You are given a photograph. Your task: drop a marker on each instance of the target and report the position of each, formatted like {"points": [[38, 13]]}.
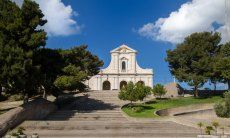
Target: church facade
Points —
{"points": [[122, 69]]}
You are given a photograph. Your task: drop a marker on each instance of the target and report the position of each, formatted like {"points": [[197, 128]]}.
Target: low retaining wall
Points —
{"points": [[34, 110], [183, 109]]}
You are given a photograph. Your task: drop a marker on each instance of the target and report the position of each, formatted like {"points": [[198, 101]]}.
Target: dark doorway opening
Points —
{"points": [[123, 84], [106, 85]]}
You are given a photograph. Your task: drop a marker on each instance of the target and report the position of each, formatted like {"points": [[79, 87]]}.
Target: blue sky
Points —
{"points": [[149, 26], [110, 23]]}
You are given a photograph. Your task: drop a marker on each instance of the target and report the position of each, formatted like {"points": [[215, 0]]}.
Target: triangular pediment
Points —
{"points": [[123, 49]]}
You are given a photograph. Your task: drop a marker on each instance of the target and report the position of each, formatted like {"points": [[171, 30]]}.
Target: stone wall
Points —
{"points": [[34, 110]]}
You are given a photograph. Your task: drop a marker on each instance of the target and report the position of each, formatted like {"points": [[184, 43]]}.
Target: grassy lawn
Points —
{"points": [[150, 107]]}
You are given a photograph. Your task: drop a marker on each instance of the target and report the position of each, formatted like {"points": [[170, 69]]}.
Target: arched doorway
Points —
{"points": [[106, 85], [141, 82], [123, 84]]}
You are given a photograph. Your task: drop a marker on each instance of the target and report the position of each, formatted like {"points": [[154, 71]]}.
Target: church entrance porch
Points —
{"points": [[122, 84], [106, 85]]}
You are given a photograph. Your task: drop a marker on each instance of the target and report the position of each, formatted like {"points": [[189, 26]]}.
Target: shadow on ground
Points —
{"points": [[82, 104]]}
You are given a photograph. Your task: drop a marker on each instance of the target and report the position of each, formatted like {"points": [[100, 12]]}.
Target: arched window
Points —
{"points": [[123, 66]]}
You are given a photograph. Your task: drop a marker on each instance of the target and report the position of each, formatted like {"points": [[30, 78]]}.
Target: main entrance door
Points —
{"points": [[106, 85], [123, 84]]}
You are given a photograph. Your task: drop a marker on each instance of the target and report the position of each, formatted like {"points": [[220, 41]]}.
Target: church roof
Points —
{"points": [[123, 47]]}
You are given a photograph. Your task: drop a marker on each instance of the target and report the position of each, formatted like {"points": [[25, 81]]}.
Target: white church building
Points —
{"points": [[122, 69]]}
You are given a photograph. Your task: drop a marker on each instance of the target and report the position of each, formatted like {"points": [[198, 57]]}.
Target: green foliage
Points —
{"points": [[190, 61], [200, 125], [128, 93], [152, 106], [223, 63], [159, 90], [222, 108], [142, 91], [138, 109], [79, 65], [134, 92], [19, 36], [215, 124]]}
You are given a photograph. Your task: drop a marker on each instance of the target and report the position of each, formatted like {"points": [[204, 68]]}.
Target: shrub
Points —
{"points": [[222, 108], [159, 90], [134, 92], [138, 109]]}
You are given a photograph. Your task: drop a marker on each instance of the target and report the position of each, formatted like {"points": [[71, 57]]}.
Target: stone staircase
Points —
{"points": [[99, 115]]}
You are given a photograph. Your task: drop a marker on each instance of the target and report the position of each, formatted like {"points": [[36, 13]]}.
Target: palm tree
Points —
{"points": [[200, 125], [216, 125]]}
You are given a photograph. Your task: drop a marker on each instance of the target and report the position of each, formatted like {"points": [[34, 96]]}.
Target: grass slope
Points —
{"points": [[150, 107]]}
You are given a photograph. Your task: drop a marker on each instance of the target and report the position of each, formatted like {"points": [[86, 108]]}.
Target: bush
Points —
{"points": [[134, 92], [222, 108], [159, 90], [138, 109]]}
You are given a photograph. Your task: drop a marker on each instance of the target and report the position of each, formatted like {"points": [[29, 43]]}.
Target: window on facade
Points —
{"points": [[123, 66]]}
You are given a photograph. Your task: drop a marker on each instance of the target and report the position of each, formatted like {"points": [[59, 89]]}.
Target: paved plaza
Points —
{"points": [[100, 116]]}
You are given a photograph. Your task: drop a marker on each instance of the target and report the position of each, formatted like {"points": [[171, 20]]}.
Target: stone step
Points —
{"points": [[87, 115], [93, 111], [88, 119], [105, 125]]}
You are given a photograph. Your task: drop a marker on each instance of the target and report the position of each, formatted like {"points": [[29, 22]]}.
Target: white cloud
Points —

WHAT IS BEING ASKED
Pull out every line of the listing above that contains the string "window", matching case exactly.

OUTPUT
Target: arched window
Target: window on facade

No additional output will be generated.